*DESCRIPTION OF THE TASK*: Extract every line of the entries below word for word, and omit the pictures.

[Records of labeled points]
****************************************
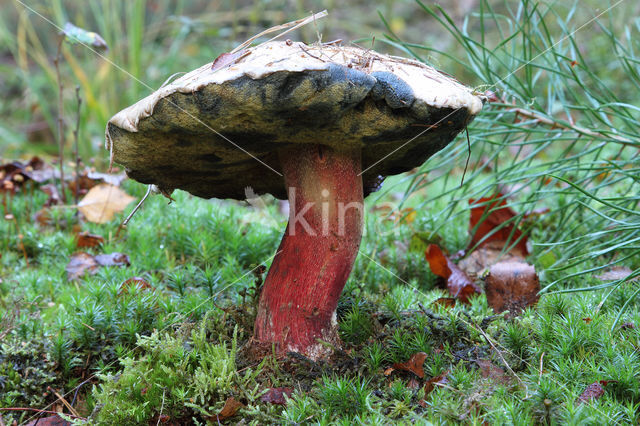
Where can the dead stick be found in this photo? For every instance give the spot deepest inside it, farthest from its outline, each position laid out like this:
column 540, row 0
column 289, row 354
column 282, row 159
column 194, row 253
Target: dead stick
column 37, row 411
column 64, row 401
****************************************
*REPLY*:
Where can the dead stick be found in this photo? For every instance give the spot deepest inside it, farthest from its outline, each position laid out like this:
column 540, row 0
column 289, row 354
column 282, row 159
column 194, row 253
Target: dead stick
column 37, row 411
column 64, row 401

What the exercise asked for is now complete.